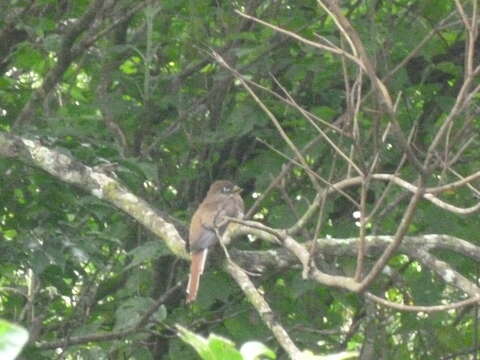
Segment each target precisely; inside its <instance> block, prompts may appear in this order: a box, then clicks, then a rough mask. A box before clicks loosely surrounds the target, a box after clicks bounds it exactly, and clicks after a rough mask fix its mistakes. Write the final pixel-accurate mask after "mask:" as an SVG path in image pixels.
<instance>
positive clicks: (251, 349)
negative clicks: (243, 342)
mask: <svg viewBox="0 0 480 360" xmlns="http://www.w3.org/2000/svg"><path fill="white" fill-rule="evenodd" d="M240 353H241V354H242V356H243V359H244V360H256V359H259V357H260V356H262V357H268V358H269V359H275V358H276V355H275V353H274V352H273V351H272V350H271V349H269V348H268V347H267V346H265V345H264V344H262V343H261V342H259V341H249V342H246V343H245V344H243V345H242V347H241V348H240Z"/></svg>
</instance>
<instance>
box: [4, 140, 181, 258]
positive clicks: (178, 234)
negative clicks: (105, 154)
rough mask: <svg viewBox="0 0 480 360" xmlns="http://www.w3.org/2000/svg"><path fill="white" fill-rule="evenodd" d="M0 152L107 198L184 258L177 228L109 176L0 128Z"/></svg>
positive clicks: (91, 192) (155, 211)
mask: <svg viewBox="0 0 480 360" xmlns="http://www.w3.org/2000/svg"><path fill="white" fill-rule="evenodd" d="M0 156H3V157H14V158H16V159H18V160H20V161H23V162H25V163H27V164H29V165H33V166H35V167H38V168H41V169H43V170H45V171H46V172H48V173H49V174H51V175H53V176H54V177H56V178H58V179H59V180H62V181H64V182H67V183H69V184H74V185H76V186H79V187H80V188H82V189H84V190H86V191H88V192H89V193H91V194H92V195H94V196H96V197H97V198H99V199H102V200H105V201H107V202H109V203H110V204H112V205H114V206H115V207H117V208H119V209H121V210H123V211H124V212H126V213H127V214H129V215H130V216H132V217H133V218H134V219H136V220H137V221H138V222H139V223H140V224H142V225H143V226H145V227H146V228H147V229H149V230H150V231H152V232H153V233H154V234H155V235H157V236H158V237H159V238H160V239H162V240H163V241H165V243H166V245H167V247H168V248H169V249H170V250H171V251H172V252H173V253H174V254H175V255H177V256H179V257H182V258H185V259H187V258H188V254H187V252H186V250H185V241H184V240H183V239H182V238H181V237H180V235H179V234H178V232H177V229H176V228H175V227H174V226H173V225H172V224H171V223H169V222H167V221H165V220H164V219H163V218H162V217H161V216H160V214H159V213H158V211H157V210H155V209H154V208H152V207H151V206H150V205H149V204H148V203H147V202H146V201H144V200H142V199H140V198H139V197H137V196H136V195H134V194H132V193H131V192H129V191H128V190H127V189H126V188H125V187H124V186H123V185H122V184H120V183H119V182H118V181H117V180H116V179H114V178H112V177H111V176H108V175H106V174H105V173H103V172H101V171H97V170H95V169H94V168H91V167H89V166H86V165H84V164H82V163H81V162H79V161H77V160H74V159H72V158H71V157H70V156H68V155H65V154H63V153H61V152H58V151H55V150H51V149H49V148H47V147H45V146H43V145H42V144H41V143H40V142H39V141H37V140H29V139H26V138H22V137H19V136H15V135H12V134H6V133H2V132H0Z"/></svg>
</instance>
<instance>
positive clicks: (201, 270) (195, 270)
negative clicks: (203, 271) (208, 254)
mask: <svg viewBox="0 0 480 360" xmlns="http://www.w3.org/2000/svg"><path fill="white" fill-rule="evenodd" d="M207 254H208V248H207V249H203V250H201V251H198V252H195V253H193V254H192V262H191V264H190V277H189V278H188V285H187V300H186V302H187V304H190V303H191V302H193V301H195V299H196V298H197V293H198V287H199V285H200V276H202V274H203V270H204V268H205V261H206V260H207Z"/></svg>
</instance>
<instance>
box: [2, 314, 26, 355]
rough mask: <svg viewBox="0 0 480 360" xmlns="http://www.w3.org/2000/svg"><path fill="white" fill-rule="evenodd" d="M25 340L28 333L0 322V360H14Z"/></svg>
mask: <svg viewBox="0 0 480 360" xmlns="http://www.w3.org/2000/svg"><path fill="white" fill-rule="evenodd" d="M27 340H28V332H27V331H26V330H25V329H24V328H22V327H20V326H17V325H14V324H12V323H9V322H7V321H5V320H0V359H2V360H13V359H15V358H16V357H17V355H18V354H19V353H20V351H21V350H22V348H23V346H24V345H25V344H26V342H27Z"/></svg>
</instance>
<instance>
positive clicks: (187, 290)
mask: <svg viewBox="0 0 480 360" xmlns="http://www.w3.org/2000/svg"><path fill="white" fill-rule="evenodd" d="M241 191H242V189H241V188H240V187H238V186H237V185H234V184H233V183H231V182H230V181H227V180H218V181H215V182H214V183H213V184H212V185H210V189H209V190H208V193H207V196H206V197H205V199H203V201H202V203H201V204H200V205H199V207H198V209H197V211H195V213H194V214H193V217H192V222H191V223H190V231H189V235H188V239H189V245H190V254H191V255H192V262H191V264H190V277H189V279H188V285H187V304H188V303H191V302H193V301H195V299H196V298H197V292H198V286H199V283H200V276H201V275H202V274H203V270H204V268H205V261H206V259H207V253H208V249H209V248H210V247H211V246H213V245H215V244H216V243H217V241H219V240H220V239H219V238H218V236H221V235H222V234H223V232H224V231H225V229H226V228H227V225H228V220H227V219H225V218H224V217H225V216H228V217H234V218H239V219H241V218H242V217H243V212H244V205H243V200H242V198H241V196H240V192H241Z"/></svg>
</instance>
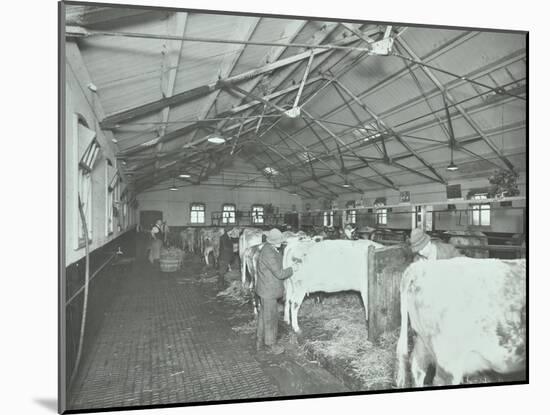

★ ★ ★ ★ ★

**Exercise**
An exact copy of the lines above, from the one containing "positive clicks: (178, 234)" down to the one containing "152L107 198L184 258L177" and including both, is the whole answer; retype it and nothing else.

**Worked solution**
positive clicks: (178, 234)
negative clicks: (105, 154)
rough mask: <svg viewBox="0 0 480 360" xmlns="http://www.w3.org/2000/svg"><path fill="white" fill-rule="evenodd" d="M0 152L107 198L184 258L177 228L109 176L0 128Z"/></svg>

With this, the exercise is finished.